(What to do)
Would you transcribe each entry that follows word for word, minus the images?

(Material provided)
********
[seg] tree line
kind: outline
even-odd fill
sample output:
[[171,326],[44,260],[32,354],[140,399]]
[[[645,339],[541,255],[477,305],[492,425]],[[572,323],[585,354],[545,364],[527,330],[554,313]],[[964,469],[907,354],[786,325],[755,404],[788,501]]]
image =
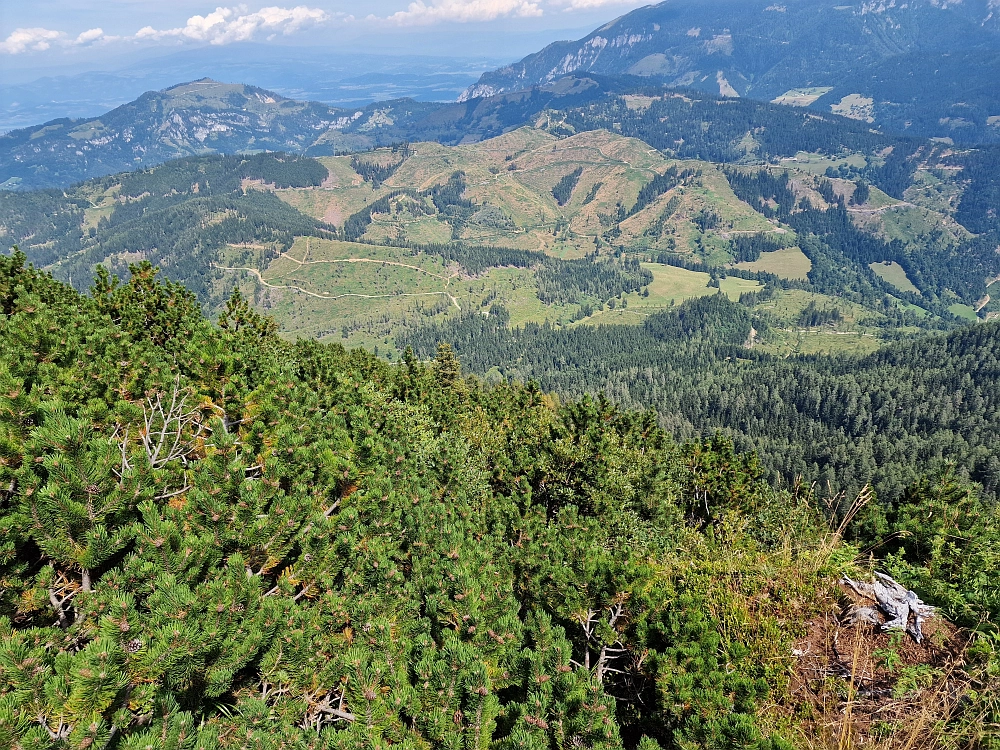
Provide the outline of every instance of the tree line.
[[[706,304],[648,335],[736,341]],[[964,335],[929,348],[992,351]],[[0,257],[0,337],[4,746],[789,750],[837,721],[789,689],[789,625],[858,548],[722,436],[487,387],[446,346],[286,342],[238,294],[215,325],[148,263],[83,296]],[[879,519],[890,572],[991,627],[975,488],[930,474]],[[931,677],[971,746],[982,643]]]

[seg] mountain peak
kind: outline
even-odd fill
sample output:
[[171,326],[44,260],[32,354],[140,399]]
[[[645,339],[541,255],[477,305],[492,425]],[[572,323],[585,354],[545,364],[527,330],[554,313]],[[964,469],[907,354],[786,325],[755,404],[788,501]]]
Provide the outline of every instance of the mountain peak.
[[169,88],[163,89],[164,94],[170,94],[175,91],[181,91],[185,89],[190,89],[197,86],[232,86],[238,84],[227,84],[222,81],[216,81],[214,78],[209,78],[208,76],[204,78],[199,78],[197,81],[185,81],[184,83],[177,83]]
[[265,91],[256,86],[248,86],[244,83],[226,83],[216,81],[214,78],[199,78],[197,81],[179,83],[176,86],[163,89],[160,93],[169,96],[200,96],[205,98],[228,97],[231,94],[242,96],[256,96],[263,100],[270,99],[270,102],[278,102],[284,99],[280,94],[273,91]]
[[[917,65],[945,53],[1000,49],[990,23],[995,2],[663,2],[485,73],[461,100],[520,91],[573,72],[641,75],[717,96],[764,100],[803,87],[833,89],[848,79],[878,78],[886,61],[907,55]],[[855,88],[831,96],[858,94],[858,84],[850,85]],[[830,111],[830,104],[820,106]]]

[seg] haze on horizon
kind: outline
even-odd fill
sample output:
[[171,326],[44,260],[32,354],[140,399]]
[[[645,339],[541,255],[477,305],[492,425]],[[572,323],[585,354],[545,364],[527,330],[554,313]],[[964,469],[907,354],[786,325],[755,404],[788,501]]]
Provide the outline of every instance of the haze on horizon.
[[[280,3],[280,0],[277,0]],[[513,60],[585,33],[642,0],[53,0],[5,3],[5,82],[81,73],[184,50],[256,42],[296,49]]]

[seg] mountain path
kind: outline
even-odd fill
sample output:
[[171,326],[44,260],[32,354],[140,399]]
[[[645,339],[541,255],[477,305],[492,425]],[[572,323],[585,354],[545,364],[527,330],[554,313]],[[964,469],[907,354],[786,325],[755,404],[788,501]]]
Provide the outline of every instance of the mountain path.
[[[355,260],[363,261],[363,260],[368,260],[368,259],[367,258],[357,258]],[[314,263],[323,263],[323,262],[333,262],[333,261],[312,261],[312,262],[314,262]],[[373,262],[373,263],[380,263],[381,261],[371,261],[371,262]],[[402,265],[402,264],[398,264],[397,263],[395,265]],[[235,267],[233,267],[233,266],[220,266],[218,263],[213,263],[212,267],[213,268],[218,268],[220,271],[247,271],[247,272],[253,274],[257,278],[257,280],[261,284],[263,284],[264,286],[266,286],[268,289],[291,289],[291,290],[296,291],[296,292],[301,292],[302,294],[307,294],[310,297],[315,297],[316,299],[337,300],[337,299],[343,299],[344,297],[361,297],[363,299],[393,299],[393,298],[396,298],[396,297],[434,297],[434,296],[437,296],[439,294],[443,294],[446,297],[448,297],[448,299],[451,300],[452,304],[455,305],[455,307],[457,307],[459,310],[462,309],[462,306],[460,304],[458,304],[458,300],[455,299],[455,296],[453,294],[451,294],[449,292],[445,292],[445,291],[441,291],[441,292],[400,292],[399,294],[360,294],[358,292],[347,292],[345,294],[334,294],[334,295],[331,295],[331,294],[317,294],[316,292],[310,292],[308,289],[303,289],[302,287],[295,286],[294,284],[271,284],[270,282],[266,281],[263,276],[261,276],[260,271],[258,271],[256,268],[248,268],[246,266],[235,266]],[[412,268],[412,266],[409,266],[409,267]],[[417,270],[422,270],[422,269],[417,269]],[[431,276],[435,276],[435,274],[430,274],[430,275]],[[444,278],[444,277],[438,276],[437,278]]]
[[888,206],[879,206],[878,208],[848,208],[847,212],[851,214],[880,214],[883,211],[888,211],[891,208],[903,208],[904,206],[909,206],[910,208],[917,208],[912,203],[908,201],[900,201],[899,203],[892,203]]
********
(Your solution)
[seg] tree line
kind: outline
even-odd fill
sample output:
[[171,326],[44,260],[32,354],[140,399]]
[[[645,339],[541,255],[477,305],[492,425]],[[572,323],[585,354],[545,364],[527,330],[554,313]],[[964,469],[907,354],[786,325],[755,404],[788,501]]]
image =
Provide the outline of every instance of the tree line.
[[[706,304],[648,335],[736,341]],[[964,335],[929,348],[992,351]],[[0,257],[0,337],[4,746],[789,750],[837,721],[789,689],[789,625],[858,548],[722,436],[487,387],[446,346],[286,342],[238,294],[215,325],[148,263],[83,296]],[[879,519],[890,572],[991,627],[975,488],[930,474]],[[931,677],[971,746],[982,643]]]

[seg] mountain peak
kind: outline
even-odd fill
sample output:
[[171,326],[44,260],[32,354],[140,399]]
[[[645,339],[541,255],[477,305],[492,425]],[[572,323],[585,354],[545,364],[527,330],[554,313]],[[964,469],[907,354],[786,325],[755,404],[788,501]]]
Provide the outline of every instance of the mountain peak.
[[169,88],[163,89],[164,94],[170,94],[175,91],[181,91],[185,89],[190,89],[197,86],[232,86],[238,84],[227,84],[222,81],[216,81],[214,78],[209,78],[208,76],[204,78],[199,78],[197,81],[185,81],[184,83],[177,83]]
[[265,91],[256,86],[248,86],[244,83],[226,83],[216,81],[214,78],[199,78],[197,81],[179,83],[176,86],[163,89],[160,93],[169,96],[200,96],[205,98],[228,97],[231,94],[242,96],[256,96],[263,100],[270,99],[270,102],[278,102],[284,99],[280,94],[273,91]]
[[[917,65],[945,53],[1000,49],[990,23],[995,2],[663,2],[485,73],[461,100],[520,91],[573,72],[641,75],[717,96],[764,100],[803,87],[833,89],[848,79],[878,78],[886,61],[907,55]],[[855,88],[831,96],[858,94],[858,84],[850,85]],[[830,111],[830,104],[820,106]]]

[seg] haze on horizon
kind: outline
even-odd fill
sample output:
[[171,326],[44,260],[32,354],[140,399]]
[[[645,339],[541,255],[477,305],[492,425]],[[572,323],[585,354],[545,364],[527,330],[554,313]],[[964,469],[907,354],[786,325],[755,404],[788,501]]]
Provide the outline of every instance of the haze on horizon.
[[[280,3],[280,0],[277,0]],[[513,60],[585,33],[642,0],[53,0],[5,3],[5,82],[81,73],[184,50],[256,42],[296,49]]]

[seg] mountain path
kind: outline
even-odd fill
sample output:
[[171,326],[44,260],[32,354],[140,399]]
[[[645,339],[541,255],[477,305],[492,425]],[[572,323],[585,354],[545,364],[527,330],[554,313]],[[964,469],[907,354],[786,325],[755,404],[788,501]]]
Provide the outline of every instance of the mountain path.
[[[355,260],[363,261],[363,260],[368,260],[368,259],[367,258],[357,258]],[[314,263],[323,263],[323,262],[333,262],[333,261],[312,261],[312,262],[314,262]],[[373,262],[373,263],[380,263],[381,261],[371,261],[371,262]],[[402,265],[402,264],[398,264],[397,263],[395,265]],[[235,267],[233,267],[233,266],[220,266],[218,263],[213,263],[212,267],[213,268],[218,268],[220,271],[247,271],[247,272],[253,274],[257,278],[257,280],[261,284],[263,284],[264,286],[266,286],[268,289],[291,289],[291,290],[296,291],[296,292],[301,292],[302,294],[307,294],[310,297],[315,297],[316,299],[337,300],[337,299],[343,299],[344,297],[361,297],[363,299],[393,299],[393,298],[396,298],[396,297],[434,297],[434,296],[437,296],[439,294],[443,294],[446,297],[448,297],[448,299],[451,300],[452,304],[455,305],[455,307],[457,307],[459,310],[462,309],[462,306],[460,304],[458,304],[458,300],[455,299],[455,296],[453,294],[451,294],[449,292],[445,292],[445,291],[441,291],[441,292],[400,292],[399,294],[360,294],[358,292],[347,292],[345,294],[334,294],[334,295],[331,295],[331,294],[317,294],[316,292],[310,292],[308,289],[303,289],[302,287],[295,286],[294,284],[271,284],[270,282],[266,281],[263,276],[261,276],[260,271],[258,271],[256,268],[248,268],[246,266],[235,266]],[[412,268],[412,266],[409,266],[409,267]],[[417,270],[422,270],[422,269],[417,269]],[[431,276],[435,276],[435,274],[430,274],[430,275]],[[444,278],[444,277],[438,276],[437,278]]]
[[888,206],[879,206],[878,208],[848,208],[847,212],[851,214],[880,214],[883,211],[888,211],[891,208],[903,208],[904,206],[909,206],[910,208],[917,208],[912,203],[908,201],[900,201],[899,203],[892,203]]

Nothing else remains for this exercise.